__Instructions for the task__:
Make an exact copy of the lines below.

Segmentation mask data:
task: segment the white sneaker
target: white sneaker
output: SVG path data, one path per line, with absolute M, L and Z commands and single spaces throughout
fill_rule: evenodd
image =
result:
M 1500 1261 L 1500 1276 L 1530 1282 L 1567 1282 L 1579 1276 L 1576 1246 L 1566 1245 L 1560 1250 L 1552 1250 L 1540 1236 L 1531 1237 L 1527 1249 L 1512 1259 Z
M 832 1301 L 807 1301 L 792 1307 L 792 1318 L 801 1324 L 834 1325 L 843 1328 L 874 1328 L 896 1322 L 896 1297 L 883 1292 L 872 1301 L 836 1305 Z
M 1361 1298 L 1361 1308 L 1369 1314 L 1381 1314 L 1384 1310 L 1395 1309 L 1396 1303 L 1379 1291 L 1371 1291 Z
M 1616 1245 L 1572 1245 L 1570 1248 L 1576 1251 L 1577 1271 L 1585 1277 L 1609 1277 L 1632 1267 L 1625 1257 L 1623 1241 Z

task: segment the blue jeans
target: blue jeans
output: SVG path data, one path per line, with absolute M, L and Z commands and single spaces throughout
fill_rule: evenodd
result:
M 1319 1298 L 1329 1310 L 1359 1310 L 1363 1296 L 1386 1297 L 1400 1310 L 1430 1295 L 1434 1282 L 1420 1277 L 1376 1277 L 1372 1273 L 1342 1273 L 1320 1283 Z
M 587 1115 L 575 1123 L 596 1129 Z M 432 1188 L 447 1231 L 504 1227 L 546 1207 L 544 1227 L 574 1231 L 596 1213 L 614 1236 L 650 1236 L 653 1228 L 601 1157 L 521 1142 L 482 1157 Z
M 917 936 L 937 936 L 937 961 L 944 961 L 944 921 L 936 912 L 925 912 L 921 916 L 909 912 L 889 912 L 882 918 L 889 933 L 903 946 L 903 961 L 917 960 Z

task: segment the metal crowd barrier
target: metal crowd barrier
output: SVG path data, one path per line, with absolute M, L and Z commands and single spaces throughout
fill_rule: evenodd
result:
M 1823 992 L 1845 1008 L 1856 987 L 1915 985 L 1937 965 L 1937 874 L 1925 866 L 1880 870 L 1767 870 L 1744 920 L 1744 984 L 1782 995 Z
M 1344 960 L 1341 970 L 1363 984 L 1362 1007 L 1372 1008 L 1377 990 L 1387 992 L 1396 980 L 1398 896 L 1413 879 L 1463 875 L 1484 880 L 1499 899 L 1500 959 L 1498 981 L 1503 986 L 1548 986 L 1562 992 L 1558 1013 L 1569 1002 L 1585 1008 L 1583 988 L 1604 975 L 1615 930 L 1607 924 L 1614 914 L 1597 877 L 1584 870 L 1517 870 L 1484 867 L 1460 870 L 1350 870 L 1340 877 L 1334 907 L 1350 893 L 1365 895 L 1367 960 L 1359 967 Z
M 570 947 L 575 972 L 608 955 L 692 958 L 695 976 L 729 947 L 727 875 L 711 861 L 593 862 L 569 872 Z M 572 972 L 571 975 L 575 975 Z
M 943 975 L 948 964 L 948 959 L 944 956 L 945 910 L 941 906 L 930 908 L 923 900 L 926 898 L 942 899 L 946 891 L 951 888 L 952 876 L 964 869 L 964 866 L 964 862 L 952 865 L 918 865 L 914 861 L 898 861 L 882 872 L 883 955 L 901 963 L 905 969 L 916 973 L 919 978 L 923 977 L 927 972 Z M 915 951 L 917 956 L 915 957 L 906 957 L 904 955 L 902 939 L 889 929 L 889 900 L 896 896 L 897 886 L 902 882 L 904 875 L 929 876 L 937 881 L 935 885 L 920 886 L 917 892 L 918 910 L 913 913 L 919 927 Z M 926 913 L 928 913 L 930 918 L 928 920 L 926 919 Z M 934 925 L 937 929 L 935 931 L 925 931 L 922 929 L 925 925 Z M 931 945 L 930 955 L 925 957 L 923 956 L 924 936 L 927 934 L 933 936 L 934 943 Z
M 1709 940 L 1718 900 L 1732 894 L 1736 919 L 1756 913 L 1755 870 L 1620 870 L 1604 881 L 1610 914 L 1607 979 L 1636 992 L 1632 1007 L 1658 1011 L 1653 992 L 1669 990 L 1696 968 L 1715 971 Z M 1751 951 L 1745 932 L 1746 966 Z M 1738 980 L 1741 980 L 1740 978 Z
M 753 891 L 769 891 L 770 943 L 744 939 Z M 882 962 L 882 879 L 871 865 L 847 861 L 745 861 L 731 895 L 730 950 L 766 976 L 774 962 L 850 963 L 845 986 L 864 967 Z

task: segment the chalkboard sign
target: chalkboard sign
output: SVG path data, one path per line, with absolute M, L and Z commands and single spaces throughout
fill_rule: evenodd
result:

__Output for this exercise__:
task: segment the white sneaker
target: white sneaker
output: SVG path data, one path per line, with absolute M, L and Z commands and single spaces throughout
fill_rule: evenodd
image =
result:
M 1500 1261 L 1500 1276 L 1530 1282 L 1567 1282 L 1579 1276 L 1576 1246 L 1566 1245 L 1560 1250 L 1552 1250 L 1540 1236 L 1531 1237 L 1527 1249 L 1512 1259 Z
M 832 1301 L 807 1301 L 792 1307 L 792 1318 L 801 1324 L 834 1325 L 843 1328 L 874 1328 L 896 1322 L 896 1297 L 883 1292 L 872 1301 L 836 1305 Z
M 1361 1298 L 1361 1308 L 1369 1314 L 1381 1314 L 1384 1310 L 1395 1309 L 1396 1303 L 1379 1291 L 1371 1291 Z
M 1616 1245 L 1572 1245 L 1570 1248 L 1576 1251 L 1577 1271 L 1585 1277 L 1609 1277 L 1632 1267 L 1625 1257 L 1623 1241 Z

task: segment the blue jeans
target: blue jeans
output: SVG path data, one path per line, with absolute M, L and Z commands and single spaces throughout
fill_rule: evenodd
result:
M 1319 1298 L 1329 1310 L 1359 1310 L 1363 1296 L 1386 1297 L 1400 1310 L 1430 1295 L 1434 1282 L 1420 1277 L 1376 1277 L 1372 1273 L 1342 1273 L 1320 1283 Z
M 587 1115 L 575 1123 L 596 1129 Z M 432 1188 L 447 1231 L 504 1227 L 546 1207 L 544 1227 L 574 1231 L 596 1213 L 614 1236 L 650 1236 L 653 1228 L 601 1157 L 521 1142 L 482 1157 Z
M 917 936 L 937 936 L 937 961 L 944 961 L 944 921 L 936 912 L 925 912 L 921 916 L 909 912 L 889 912 L 882 918 L 889 933 L 903 946 L 903 961 L 917 960 Z

task: segment the metal crowd barrier
target: metal crowd barrier
output: SVG path data, one path per line, with absolute M, L and Z commands and single spaces throughout
fill_rule: evenodd
result:
M 1823 992 L 1845 1008 L 1856 987 L 1915 985 L 1937 965 L 1937 874 L 1925 866 L 1880 870 L 1767 870 L 1744 920 L 1744 984 L 1782 995 Z
M 1344 960 L 1341 970 L 1363 984 L 1362 1007 L 1372 1008 L 1377 990 L 1387 992 L 1396 980 L 1398 896 L 1413 879 L 1463 875 L 1484 880 L 1499 899 L 1500 959 L 1498 981 L 1503 986 L 1548 986 L 1562 992 L 1558 1013 L 1569 1002 L 1585 1008 L 1583 988 L 1604 975 L 1615 930 L 1607 924 L 1614 914 L 1597 877 L 1584 870 L 1517 870 L 1484 867 L 1460 870 L 1350 870 L 1340 877 L 1334 907 L 1350 893 L 1365 895 L 1367 960 L 1359 967 Z
M 570 947 L 575 972 L 608 955 L 692 958 L 695 976 L 729 947 L 727 875 L 711 861 L 593 862 L 569 872 Z M 572 972 L 571 975 L 575 975 Z
M 943 975 L 948 964 L 948 959 L 944 956 L 945 910 L 941 906 L 930 908 L 923 900 L 926 898 L 942 899 L 946 891 L 951 888 L 952 876 L 964 869 L 964 866 L 964 862 L 952 865 L 918 865 L 914 861 L 898 861 L 882 872 L 883 955 L 901 963 L 905 969 L 916 973 L 919 978 L 923 977 L 927 972 Z M 915 951 L 917 956 L 915 957 L 906 957 L 904 955 L 902 939 L 889 929 L 889 900 L 896 896 L 897 886 L 902 882 L 904 875 L 929 876 L 937 881 L 935 885 L 920 886 L 917 892 L 918 910 L 913 913 L 919 927 Z M 926 913 L 928 913 L 930 918 L 928 920 L 926 919 Z M 934 925 L 937 929 L 935 931 L 925 931 L 922 929 L 925 925 Z M 931 945 L 930 955 L 925 957 L 923 956 L 924 936 L 927 934 L 933 936 L 934 943 Z
M 1709 940 L 1718 900 L 1732 894 L 1736 919 L 1756 913 L 1755 870 L 1620 870 L 1604 881 L 1610 914 L 1607 979 L 1636 992 L 1632 1007 L 1658 1011 L 1653 992 L 1669 990 L 1696 968 L 1715 971 Z M 1751 951 L 1745 932 L 1746 966 Z M 1738 980 L 1741 980 L 1740 978 Z
M 753 891 L 769 891 L 770 943 L 744 939 Z M 882 962 L 882 879 L 871 865 L 847 861 L 745 861 L 731 895 L 730 950 L 766 976 L 774 962 L 850 963 L 845 986 L 864 967 Z

task: segment the chalkboard sign
target: chalkboard sign
output: SVG path data, one path per line, with absolute M, L and Z commands and single spaces throughout
fill_rule: evenodd
result:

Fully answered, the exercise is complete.